**INSTRUCTION:**
Arrange as a JSON list of strings, one string per line and without blank lines, only the lines from the line with "Give the segmentation of every instance of the <item>man" to the line with "Mark the region of each instance of the <item>man", both of those lines included.

[Shape labeling entries]
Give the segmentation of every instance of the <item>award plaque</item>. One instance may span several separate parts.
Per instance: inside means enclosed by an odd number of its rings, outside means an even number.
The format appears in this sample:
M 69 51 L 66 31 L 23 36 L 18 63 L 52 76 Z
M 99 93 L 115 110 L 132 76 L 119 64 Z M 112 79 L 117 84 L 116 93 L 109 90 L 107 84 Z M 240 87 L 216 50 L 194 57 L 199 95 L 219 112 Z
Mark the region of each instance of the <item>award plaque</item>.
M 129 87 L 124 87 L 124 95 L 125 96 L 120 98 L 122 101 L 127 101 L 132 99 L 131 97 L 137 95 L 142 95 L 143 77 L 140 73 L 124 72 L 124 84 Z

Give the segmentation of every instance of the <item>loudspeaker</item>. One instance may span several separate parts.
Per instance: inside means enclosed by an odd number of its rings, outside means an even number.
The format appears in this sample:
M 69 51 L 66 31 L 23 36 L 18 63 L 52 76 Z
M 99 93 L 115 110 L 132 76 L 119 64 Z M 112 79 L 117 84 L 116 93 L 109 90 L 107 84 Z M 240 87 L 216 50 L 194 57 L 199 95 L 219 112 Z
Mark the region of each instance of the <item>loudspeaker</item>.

==

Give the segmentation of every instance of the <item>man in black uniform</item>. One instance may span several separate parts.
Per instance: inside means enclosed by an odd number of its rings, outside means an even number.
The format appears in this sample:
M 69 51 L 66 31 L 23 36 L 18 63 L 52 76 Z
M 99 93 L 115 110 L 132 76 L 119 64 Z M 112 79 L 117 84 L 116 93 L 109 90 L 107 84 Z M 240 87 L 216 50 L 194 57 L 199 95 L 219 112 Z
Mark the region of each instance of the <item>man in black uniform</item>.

**PROBLEM SOLUTION:**
[
  "Give the segmentation of every instance of the <item>man in black uniform</item>. One instance may span several separate parts.",
  "Per instance: inside means enclosed by an odd number of its rings, outside means an even number.",
  "The format appears in this sample:",
  "M 69 51 L 66 31 L 23 36 L 18 63 L 52 76 Z",
  "M 99 93 L 115 110 L 132 76 L 119 64 Z M 112 79 L 117 84 L 116 93 L 109 90 L 107 84 Z M 240 87 L 216 50 L 194 57 L 199 95 L 219 112 Z",
  "Mark the region of each instance of the <item>man in black uniform</item>."
]